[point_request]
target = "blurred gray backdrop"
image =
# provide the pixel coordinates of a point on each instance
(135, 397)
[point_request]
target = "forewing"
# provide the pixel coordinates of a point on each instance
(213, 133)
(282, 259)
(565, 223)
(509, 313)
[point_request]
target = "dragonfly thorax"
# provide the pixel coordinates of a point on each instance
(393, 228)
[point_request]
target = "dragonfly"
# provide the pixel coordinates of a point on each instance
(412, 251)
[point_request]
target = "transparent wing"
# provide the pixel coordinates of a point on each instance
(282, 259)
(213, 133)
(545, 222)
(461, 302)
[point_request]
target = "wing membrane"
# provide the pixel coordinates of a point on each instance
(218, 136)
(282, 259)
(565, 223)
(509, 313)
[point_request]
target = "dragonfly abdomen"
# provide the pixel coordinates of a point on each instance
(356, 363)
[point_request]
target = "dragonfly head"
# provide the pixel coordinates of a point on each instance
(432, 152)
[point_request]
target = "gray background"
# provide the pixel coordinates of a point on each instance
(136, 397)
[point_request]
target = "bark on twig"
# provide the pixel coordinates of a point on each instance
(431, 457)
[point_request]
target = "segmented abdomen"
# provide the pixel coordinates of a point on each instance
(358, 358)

──────

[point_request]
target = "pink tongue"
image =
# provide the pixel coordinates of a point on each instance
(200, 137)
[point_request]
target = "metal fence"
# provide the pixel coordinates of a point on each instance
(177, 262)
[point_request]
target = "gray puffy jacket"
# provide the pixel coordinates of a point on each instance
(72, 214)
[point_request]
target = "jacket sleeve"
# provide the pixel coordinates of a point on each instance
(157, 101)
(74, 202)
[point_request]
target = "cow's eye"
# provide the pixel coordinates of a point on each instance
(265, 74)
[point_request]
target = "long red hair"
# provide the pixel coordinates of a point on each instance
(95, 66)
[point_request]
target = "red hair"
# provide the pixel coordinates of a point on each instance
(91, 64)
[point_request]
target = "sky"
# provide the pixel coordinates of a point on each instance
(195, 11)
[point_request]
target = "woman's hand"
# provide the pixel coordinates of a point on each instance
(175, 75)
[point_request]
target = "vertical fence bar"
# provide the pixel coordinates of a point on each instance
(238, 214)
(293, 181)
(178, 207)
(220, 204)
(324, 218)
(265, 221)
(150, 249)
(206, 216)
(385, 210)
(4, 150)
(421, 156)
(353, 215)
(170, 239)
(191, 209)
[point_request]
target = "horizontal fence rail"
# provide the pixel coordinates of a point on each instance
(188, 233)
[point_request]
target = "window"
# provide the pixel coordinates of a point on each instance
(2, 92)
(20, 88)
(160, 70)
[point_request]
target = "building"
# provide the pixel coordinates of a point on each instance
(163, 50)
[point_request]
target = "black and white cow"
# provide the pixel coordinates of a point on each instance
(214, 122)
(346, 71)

──────

▸ Task goal
Copy every line of the rows above that contains the word "fence".

▸ Full output
target = "metal fence"
target = "vertical fence bar"
target = "horizontal fence rail"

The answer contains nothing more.